**** Recorded data
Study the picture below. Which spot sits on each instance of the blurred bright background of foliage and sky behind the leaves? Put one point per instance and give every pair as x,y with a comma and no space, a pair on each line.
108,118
********
**** Recorded data
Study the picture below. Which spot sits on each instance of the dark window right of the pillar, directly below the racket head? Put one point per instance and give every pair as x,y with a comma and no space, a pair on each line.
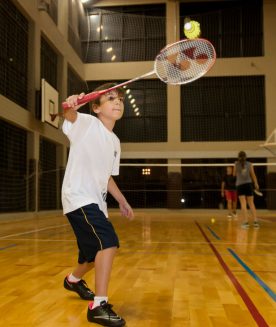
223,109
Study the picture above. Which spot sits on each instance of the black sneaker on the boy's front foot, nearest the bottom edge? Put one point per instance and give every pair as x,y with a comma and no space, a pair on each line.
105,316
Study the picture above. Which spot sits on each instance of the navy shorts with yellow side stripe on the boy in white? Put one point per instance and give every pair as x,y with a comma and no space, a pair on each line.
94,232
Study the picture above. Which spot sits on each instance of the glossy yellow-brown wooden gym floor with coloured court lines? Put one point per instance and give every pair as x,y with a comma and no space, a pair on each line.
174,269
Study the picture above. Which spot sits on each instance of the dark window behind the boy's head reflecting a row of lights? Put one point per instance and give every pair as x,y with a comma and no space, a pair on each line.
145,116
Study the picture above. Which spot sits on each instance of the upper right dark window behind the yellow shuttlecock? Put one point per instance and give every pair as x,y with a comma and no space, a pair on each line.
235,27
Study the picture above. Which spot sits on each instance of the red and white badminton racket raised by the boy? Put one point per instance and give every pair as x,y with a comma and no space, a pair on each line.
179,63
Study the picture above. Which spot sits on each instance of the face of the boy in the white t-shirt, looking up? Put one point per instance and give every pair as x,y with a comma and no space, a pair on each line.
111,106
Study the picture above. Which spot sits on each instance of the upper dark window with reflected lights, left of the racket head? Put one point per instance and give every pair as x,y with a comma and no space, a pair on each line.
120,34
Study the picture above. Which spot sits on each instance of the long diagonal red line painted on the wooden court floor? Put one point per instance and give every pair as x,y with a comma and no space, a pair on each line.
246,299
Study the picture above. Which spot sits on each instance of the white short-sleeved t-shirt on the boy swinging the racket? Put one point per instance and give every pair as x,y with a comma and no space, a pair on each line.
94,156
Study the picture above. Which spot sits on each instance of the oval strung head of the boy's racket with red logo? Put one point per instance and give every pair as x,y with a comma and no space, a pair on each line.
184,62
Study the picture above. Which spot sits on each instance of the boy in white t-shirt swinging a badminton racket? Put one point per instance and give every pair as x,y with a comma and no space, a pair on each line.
********
**** Recorded data
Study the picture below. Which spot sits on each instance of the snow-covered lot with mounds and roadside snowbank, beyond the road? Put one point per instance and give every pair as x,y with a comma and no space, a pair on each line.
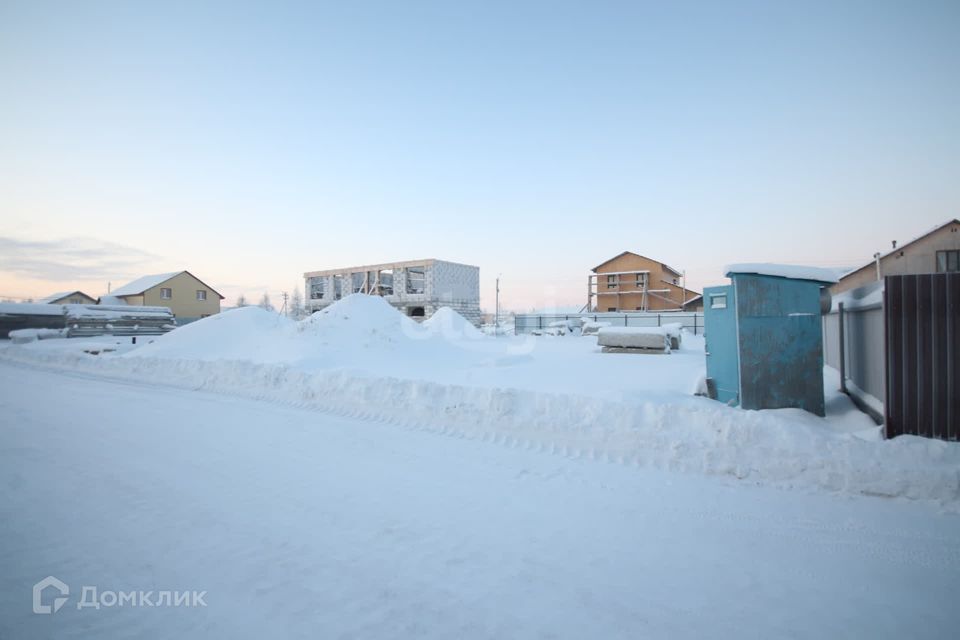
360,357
********
■ **Required work**
Above are the records; copy exactly the lines from the line with "of the oval" through the line with "in white t-shirt", both included.

■ **Response area**
Study the picture above. Which spot sits on each instance of the oval strung head of the boy's racket with red logo? Put one point per instance and give every pair as x,y with a comma and no space, a pair on each line.
184,62
Study the picture above. Which spot sits on each instance of the boy in white t-shirt swinging a badminton racket? Put one point per instance and give every pair as x,y with a comma and no space, a pair on each line.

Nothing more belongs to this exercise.